§ **What to do**
[A] Answer these from the text on Solvency II fire risk:
(i) Who first proposed the Maximal Covering Location Problem, and in what year?
(ii) Within what radius does the Solvency II directive require insurers to find the highest concentration of insured assets?
(iii) When MCLP is applied to fire risk assessment, what is each insured building or asset treated as?
[B] Write the next part of the text on applying MCLP to Solvency II fire risk, picking up after its final sentence.

§ **Document**

************

Under Solvency II, the fire risk challenge involves calculating the capital requirement for fire-related events—such as fires, explosions, and terrorist attacks—by identifying the largest concentration of insured assets at risk. This can be approached as a location optimization problem: finding the optimal center of a fixed-radius circle that captures the maximum total value of insured fire risks within that area. The structure of this problem closely mirrors the **Maximal Covering Location Problem (MCLP)**, a well-established model in operations research used to maximize coverage within a limited range.

**The Maximal Covering Location Problem (MCLP)**

Originally proposed by Church and ReVelle in 1974, the Maximal Covering Location Problem (MCLP) focuses on placing facilities in locations that maximize coverage of demand points within a predefined distance. In this context:

1. **Demand points** represent locations that require coverage, such as populations, assets, or infrastructure.
2. **Facilities** are placed to cover as many of these points as possible, within a fixed coverage radius.
3. The goal is to **maximize total demand covered** using a limited number of facilities and a set coverage distance.

**Strategic Rationale for Applying MCLP to Fire Risk Assessment**

The Solvency II directive requires insurers to assess their capital exposure to fire risk by identifying the highest concentration of insured assets within a 200-meter radius. This challenge aligns closely with the Maximal Covering Location Problem (MCLP), a proven model from operations research used to optimize coverage within a fixed area. The similarities are clear:

1. **Valuable Assets as Demand Points:** Each insured building or asset is treated as a demand point, similar to how MCLP models locations needing coverage.

************

§ **Available data**
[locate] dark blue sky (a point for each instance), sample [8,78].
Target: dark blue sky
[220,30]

************

§ **Answer list**
[A]
(i) Church and ReVelle, in 1974.
(ii) A 200-meter radius.
(iii) A demand point.

[B]
2. **Fixed 200-Meter Radius:** The regulatory requirement mirrors MCLP’s coverage radius—assets are either within range or not.
3. **Focus on Maximum Exposure:** Just as MCLP aims to maximize covered demand, the fire risk assessment seeks to identify the location with the greatest insured value concentration.

### Algorithm: Maximal Covering Location Problem (MCLP) via Raster Analysis

#### Overview

This algorithm presents a practical and scalable solution for identifying high-risk locations using the Maximal Covering Location Problem (MCLP), implemented through spatial raster analysis. Built on the robust capabilities of the `terra` package in R, the approach transforms complex spatial data into actionable insights. It enables insurers and urban planners to pinpoint areas of highest risk concentration.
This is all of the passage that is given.